SELECTED EXTRACT:
With the U.S. potentially facing a default on debt as soon as June 1, Congress is running out of time.
While Democrats and Republicans are as polarized on this issue as ever, no one should want the U.S. to default on its debt, said Steve Wyett, BOK Financial® chief investment strategist.
“It’s a self-inflicted, really bad outcome if we get to a point where the federal government cannot borrow any money and doesn’t have money to send to bondholders. That would be a technical default,” he said.
For more on the debt ceiling, see:
“Just as importantly, there are so many people who rely on government payments to be able to live,” he said. “If there’s a delay that goes on a week or longer, there will be significant economic impact. Both sides are right that we should do everything we can to avoid that.”
Wyett believes that, as they have before, both sides will come together at the 11th hour to resolve the issue before a default occurs. But looking down the road, the current rate of government spending and debt accumulation may have serious consequences, and all of the solutions proposed in Congress have both pros and cons.
Here’s what may lie ahead, according to Wyett.
Broadly speaking, what are the two polar views on the current situation?
There are some who think that the increase in the annual budget deficit that the Congressional Budget Office has forecast is sustainable and not necessarily a problem, and so any spending cuts or review of the way we’re spending our money is unnecessary, Wyett said.
“And then you've got another side that says, if we’re going to keep spending this much and you’re talking about having to raise revenue taxes to the degree that reduces the deficit going forward, that’s a little bit untenable.
“Both sides are kind of in this position where, whether it’s spending cuts or revenue enhancements, there are some who are pretty entrenched,” he explained.
“The implication for our federal government is, if its debt or interest rate keeps going up, it could become way more expensive to fund that debt.”- Steve Wyett, chief investment strategist, BOK Financial
How much government spending is actually discretionary?
In the 2024 fiscal year budget, 61% of it is mandatory spending—that is, required by law. This “bucket” includes federal programs such as Social Security, Medicare and Medicaid. The remaining 39% is discretionary, meaning that it must go through the Congressional appropriation process annually, but a majority of that portion can only be cut so much.
“The biggest discretionary line item is defense spending. We’re sending a lot of arms to Ukraine. We’re going to have to rebuild that stockpile, and the geopolitical risks in the world appear to be increasing, not decreasing. At best, defense stays the same, but in all probability it’s going higher,” Wyett explained.
“The next biggest line item is interest expense, which is also going up because interest rates are higher than they have been. As this lower yielding debt that was issued over a year ago (when interest rates were at or near-zero) matures, we’re looking at higher interest expense over the next few years.”
That leaves only about 16% of the budget, which includes the Departments of Labor and Education, and programs like TSA. Cutting in those departments isn’t going to make a meaningful dent, Wyett said. And leaders in those areas are working to avoid having their budgets cut to avoid laying off workers and cutting back on services.
“I get it. Cutting spending is hard,” he said.
Can’t we just keep raising the debt ceiling?
On the flipside, maintaining government spending at its current rate could also have repercussions down the road—including less flexibility to handle another major economic disruption like the pandemic, if one should happen, Wyett said.
The situation is like with any debt, he noted. “The people who are willing to continue to lend you money will start demanding a higher interest rate because you’re riskier than you were before. And so, the implication for our federal government is, if its debt or interest rates keep going up, it could become way more expensive to fund that debt.”
However, Wyett cautions against heeding to doom-and-gloom assessments of what’s to come. “We’re not talking about failure. We’re talking about degrees of success,” he said. “We’ve been putting ourselves in a position where the level of success that we can expect in the future is less than what it could be.”

EXERCISE DATA:

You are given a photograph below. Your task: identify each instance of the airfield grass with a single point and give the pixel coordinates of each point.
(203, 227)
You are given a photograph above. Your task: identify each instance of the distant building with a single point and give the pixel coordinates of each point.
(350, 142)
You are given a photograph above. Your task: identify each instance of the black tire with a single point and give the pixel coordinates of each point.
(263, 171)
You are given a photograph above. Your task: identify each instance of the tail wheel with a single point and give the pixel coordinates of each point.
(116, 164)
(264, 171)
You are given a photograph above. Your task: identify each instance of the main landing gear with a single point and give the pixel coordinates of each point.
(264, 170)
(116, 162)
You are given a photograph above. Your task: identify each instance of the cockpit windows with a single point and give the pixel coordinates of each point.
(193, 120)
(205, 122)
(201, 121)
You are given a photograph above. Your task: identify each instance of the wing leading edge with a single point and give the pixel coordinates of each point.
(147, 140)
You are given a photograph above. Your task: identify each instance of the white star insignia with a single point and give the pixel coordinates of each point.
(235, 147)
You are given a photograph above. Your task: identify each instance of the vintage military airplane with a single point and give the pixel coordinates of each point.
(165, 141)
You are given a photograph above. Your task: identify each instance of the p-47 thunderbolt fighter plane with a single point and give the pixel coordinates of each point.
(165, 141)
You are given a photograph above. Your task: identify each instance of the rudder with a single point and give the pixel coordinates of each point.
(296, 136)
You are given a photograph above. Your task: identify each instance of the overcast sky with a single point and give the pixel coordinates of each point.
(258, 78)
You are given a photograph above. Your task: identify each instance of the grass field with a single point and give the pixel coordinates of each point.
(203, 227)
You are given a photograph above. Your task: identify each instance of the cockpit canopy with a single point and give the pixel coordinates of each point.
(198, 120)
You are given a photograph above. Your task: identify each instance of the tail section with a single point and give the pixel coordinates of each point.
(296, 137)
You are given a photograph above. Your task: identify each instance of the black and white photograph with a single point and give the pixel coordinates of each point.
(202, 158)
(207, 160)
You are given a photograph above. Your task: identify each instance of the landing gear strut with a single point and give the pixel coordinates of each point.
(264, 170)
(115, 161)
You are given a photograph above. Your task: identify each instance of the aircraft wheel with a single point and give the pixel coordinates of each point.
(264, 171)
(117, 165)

YOUR OBJECTIVE: In the debt ceiling article above, why does Wyett expect the government's interest expense to rise over the next few years? Answer in one to three sentences.

FINISHED EXERCISE: Interest rates are higher than they have been. As the lower-yielding debt issued over a year ago, when rates were at or near zero, matures, it has to be refinanced at those higher rates, which raises the government's interest expense.